▶ _Problem details_
Repeat word for word the part of the BWP REIT passage below that begins at the words "M7 Real Estate Financial" and stops after "of the Property.".

▶ _Given passage_
━━━━━━

Upon completion of the remedial works and repositioning of the Property, the
Board will seek to optimise shareholder returns either through an outright
sale of the Company or by listing the Company on the IPSX Prime market if the
Directors are advised that the increased liquidity will provide shareholders
with a choice to exit or retain their investment at an appropriate valuation.

 

M7 Real Estate Financial Services Ltd will serve as alternative investment
fund manager to the Company and M7 Real Estate Ltd will act as asset manager
in respect of the Property.

 

Edmund Craston, Chairman of BWP REIT, commented: "The demand received from
investors for BWP REIT signals their belief in the capital growth potential of
Bridgewater Place and their support for IPSX as a platform through which to
invest. Once Admission takes place the asset manager plans to commence a
series of works to fully reposition the asset and deliver an energy efficient
building, which will aim to capture rent reversion and re-let vacant space.

━━━━━━

▶ _Listing_

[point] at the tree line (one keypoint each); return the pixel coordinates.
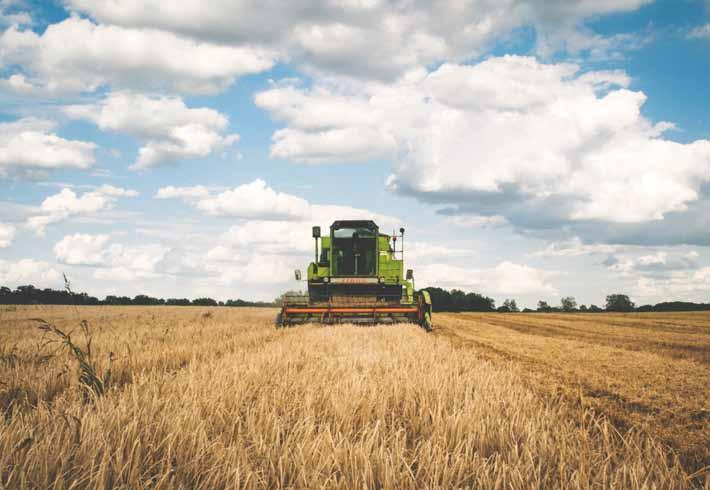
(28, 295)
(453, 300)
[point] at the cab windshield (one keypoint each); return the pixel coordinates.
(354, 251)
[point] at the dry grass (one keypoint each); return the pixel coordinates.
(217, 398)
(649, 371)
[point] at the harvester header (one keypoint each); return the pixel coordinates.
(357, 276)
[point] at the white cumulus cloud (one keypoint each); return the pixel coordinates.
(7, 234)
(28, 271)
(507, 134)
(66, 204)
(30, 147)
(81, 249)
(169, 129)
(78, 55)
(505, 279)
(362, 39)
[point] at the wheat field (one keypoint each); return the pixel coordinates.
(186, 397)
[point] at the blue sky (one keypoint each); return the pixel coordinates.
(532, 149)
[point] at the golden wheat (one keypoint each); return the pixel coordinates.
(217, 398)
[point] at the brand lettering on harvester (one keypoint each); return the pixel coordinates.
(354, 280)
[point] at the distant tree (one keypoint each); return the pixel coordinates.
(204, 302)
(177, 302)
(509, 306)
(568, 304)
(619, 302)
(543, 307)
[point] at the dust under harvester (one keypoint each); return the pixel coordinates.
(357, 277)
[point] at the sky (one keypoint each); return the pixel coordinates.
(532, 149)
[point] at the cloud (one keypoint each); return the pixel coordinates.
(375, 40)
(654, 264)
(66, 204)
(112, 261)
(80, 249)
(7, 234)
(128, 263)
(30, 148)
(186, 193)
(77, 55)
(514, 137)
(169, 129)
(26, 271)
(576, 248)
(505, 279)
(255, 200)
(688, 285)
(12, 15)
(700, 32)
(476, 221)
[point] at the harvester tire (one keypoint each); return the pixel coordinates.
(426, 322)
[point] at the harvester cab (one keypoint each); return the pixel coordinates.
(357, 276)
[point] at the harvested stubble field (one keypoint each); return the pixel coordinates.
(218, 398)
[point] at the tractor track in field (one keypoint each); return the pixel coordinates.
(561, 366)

━━━━━━

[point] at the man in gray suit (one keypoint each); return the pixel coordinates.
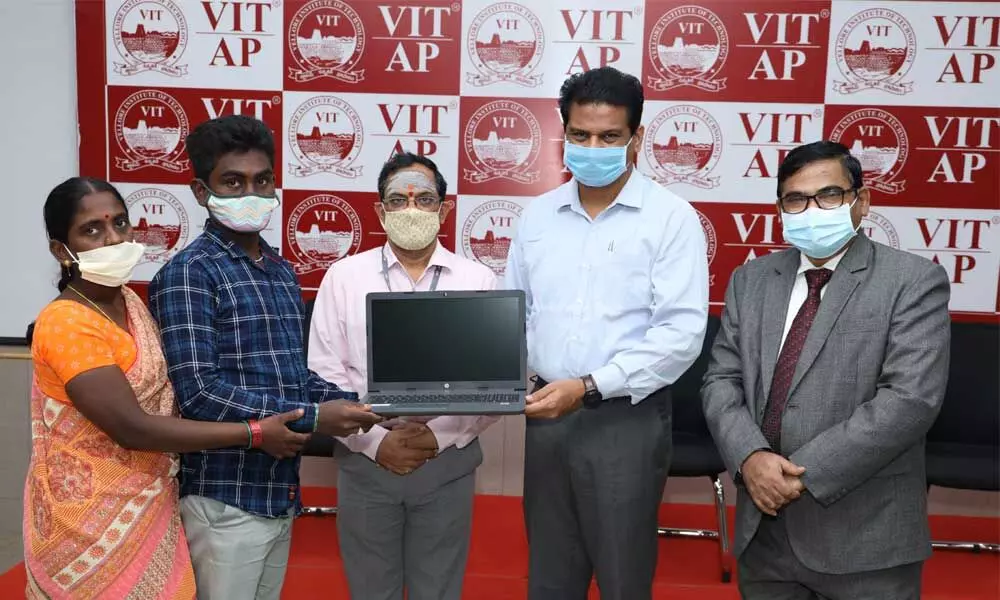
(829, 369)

━━━━━━

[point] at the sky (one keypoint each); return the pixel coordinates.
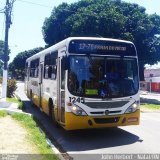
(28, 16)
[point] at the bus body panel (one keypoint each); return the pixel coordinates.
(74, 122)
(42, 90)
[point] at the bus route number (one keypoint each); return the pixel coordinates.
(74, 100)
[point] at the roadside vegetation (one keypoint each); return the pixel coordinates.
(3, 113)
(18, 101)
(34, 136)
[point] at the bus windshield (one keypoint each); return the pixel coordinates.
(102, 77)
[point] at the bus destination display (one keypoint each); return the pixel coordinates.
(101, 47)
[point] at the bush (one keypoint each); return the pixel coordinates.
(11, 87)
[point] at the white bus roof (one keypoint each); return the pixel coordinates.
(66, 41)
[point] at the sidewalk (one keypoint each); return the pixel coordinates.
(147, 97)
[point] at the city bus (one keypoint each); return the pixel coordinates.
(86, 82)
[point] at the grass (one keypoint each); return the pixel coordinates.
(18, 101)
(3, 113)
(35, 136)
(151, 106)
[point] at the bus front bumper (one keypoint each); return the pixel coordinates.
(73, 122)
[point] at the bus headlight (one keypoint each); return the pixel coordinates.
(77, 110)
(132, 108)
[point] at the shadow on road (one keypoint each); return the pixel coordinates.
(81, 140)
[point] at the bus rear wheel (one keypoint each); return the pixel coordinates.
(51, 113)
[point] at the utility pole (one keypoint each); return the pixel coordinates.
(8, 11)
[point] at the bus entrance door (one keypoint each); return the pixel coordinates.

━━━━━━

▶ _Complete answer_
M7 Real Estate Financial Services Ltd will serve as alternative investment
fund manager to the Company and M7 Real Estate Ltd will act as asset manager
in respect of the Property.